Put the lines of the records into a numbered list, leaving out blank lines. Cover only the part that opens with the line containing "Please provide the mask of every instance of the stacked" and runs through the end of the records.

>> start Record extracts

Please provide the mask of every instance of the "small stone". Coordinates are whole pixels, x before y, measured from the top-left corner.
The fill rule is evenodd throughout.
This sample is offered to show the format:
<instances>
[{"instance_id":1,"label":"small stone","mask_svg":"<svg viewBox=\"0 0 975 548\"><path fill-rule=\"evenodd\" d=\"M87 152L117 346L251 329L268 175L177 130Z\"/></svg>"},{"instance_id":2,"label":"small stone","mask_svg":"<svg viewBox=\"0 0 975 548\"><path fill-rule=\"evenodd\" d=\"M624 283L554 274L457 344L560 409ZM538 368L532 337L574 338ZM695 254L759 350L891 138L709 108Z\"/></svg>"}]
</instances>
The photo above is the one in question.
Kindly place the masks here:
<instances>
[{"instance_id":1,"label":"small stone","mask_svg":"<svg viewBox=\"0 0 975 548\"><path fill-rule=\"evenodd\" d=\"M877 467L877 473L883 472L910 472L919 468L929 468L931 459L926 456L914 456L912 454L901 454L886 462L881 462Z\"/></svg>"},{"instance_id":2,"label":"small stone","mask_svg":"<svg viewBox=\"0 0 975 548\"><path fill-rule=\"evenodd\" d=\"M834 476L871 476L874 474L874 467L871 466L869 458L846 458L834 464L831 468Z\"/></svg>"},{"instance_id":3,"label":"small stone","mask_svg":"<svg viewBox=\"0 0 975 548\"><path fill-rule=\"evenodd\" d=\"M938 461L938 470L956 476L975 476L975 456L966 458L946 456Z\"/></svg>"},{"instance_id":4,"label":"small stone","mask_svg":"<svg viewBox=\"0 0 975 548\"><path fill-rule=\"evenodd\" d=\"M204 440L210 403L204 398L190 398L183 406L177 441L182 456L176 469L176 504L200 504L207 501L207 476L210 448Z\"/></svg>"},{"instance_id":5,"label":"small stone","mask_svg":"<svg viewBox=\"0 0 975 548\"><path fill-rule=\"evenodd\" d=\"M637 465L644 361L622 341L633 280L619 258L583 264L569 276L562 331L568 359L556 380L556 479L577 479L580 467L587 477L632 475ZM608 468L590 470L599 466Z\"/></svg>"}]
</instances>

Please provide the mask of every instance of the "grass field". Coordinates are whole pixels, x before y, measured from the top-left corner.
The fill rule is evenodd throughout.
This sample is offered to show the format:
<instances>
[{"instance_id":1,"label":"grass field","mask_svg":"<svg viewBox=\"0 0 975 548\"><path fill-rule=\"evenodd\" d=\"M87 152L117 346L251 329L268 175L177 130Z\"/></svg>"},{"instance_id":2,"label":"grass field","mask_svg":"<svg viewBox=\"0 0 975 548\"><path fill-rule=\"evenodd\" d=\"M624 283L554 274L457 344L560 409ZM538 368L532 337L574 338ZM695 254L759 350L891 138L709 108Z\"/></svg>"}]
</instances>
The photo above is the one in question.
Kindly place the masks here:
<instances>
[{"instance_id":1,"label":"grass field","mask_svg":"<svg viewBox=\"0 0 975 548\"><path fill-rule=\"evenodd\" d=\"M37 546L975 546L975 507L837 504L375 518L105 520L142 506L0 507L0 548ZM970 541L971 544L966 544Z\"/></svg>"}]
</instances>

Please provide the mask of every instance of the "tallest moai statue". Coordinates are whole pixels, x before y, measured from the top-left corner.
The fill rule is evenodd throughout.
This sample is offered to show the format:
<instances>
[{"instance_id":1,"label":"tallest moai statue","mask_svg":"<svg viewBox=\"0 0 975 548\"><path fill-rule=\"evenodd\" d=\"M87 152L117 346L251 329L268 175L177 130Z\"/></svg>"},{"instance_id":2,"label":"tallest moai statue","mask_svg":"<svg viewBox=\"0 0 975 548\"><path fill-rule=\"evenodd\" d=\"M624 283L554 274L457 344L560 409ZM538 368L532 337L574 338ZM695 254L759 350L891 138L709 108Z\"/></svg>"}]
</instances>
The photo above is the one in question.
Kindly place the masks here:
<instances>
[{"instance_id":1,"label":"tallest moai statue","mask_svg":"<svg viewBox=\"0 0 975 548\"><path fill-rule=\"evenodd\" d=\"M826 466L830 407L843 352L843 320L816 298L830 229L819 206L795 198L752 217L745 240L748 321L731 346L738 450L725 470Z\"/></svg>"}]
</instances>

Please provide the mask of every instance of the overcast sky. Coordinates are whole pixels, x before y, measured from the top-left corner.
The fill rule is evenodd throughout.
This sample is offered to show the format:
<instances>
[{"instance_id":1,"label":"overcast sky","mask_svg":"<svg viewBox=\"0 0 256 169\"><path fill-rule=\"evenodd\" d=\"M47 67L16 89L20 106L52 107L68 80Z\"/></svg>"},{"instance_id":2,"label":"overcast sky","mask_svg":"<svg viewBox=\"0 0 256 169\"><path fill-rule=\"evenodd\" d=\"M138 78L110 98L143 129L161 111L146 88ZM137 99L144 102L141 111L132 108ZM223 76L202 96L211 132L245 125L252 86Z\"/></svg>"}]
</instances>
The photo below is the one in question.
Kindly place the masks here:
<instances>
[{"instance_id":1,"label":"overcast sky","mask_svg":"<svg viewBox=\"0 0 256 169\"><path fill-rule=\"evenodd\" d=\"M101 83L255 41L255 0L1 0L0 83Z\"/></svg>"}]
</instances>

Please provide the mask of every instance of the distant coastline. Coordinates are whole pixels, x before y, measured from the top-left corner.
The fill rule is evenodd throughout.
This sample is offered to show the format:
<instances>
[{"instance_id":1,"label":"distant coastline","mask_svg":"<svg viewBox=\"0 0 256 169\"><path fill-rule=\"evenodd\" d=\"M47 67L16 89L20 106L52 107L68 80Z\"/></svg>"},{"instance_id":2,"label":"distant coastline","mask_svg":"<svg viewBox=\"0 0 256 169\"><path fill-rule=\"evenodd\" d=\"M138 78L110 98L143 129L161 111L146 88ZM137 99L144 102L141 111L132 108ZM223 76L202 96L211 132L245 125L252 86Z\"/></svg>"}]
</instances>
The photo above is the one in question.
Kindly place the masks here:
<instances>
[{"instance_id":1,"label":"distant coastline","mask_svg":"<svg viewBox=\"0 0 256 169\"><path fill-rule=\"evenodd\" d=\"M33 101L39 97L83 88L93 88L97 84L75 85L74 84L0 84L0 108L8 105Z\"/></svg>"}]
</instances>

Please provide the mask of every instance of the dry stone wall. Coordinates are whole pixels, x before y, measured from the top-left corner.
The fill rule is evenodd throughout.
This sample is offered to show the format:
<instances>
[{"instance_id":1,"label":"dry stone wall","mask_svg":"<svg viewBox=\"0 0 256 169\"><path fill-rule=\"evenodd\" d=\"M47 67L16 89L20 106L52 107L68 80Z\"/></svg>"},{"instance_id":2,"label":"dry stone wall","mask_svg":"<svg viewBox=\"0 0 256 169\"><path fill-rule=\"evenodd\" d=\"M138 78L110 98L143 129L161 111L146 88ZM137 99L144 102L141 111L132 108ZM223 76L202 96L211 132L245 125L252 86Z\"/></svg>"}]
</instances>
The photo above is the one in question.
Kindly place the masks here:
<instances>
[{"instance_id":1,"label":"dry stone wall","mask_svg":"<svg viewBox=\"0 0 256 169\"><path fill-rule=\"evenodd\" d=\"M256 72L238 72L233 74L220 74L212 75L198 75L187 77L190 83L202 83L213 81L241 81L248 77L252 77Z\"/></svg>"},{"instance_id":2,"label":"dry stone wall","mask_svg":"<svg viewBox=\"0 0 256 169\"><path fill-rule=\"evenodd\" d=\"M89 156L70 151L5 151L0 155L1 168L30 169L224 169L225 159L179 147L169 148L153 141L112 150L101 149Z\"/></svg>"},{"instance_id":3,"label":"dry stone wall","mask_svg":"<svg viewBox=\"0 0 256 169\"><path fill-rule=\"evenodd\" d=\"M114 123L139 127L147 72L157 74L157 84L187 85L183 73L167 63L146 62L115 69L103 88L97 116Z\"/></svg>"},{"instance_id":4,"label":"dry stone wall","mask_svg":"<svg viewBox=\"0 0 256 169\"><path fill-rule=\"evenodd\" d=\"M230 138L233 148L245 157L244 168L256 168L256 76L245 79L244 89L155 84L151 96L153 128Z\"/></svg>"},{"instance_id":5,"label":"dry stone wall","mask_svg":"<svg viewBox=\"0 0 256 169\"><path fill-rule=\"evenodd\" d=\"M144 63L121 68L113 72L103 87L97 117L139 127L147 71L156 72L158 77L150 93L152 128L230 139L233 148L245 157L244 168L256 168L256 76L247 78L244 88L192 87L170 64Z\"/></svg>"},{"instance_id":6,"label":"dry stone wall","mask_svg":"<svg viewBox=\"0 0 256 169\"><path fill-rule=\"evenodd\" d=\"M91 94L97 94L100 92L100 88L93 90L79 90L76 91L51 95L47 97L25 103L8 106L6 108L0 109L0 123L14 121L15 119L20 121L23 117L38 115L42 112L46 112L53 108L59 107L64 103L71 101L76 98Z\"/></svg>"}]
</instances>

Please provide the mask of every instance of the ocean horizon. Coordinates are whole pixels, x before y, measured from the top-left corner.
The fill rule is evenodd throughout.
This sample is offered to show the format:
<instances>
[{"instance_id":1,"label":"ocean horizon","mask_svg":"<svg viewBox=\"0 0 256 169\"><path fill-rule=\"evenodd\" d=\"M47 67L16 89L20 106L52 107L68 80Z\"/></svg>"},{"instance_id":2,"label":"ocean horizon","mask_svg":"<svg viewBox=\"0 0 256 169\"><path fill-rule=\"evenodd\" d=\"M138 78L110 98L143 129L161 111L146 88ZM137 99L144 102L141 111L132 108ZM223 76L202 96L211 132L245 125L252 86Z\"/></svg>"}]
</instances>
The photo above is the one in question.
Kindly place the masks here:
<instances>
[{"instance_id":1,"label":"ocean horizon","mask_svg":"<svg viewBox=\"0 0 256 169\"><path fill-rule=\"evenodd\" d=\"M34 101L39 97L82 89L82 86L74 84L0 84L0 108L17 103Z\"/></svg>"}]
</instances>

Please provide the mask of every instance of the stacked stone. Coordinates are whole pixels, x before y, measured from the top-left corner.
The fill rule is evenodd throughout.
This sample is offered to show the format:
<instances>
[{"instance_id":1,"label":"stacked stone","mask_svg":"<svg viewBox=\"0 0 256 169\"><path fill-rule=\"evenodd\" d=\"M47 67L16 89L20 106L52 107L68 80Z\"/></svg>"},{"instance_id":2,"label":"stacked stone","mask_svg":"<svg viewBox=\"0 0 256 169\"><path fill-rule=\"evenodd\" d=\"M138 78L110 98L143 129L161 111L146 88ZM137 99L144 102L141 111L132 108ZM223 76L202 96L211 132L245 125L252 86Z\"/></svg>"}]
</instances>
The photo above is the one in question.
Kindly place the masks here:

>> end Record extracts

__Correct answer__.
1. Please provide the mask of every instance of the stacked stone. Coordinates are whole pixels, x before y, measured from the top-left corner.
2. The fill rule is evenodd throughout.
3. This sample is offered to show the format:
4. <instances>
5. [{"instance_id":1,"label":"stacked stone","mask_svg":"<svg viewBox=\"0 0 256 169\"><path fill-rule=\"evenodd\" d=\"M47 67L16 89L20 106L52 107L68 80Z\"/></svg>"},{"instance_id":2,"label":"stacked stone","mask_svg":"<svg viewBox=\"0 0 256 169\"><path fill-rule=\"evenodd\" d=\"M138 78L110 98L143 129L161 111L146 88ZM137 99L144 102L141 111L132 108ZM223 76L202 96L211 132L245 125L252 86Z\"/></svg>"}]
6. </instances>
7. The photo above is the one in question.
8. Kindly place the masks here:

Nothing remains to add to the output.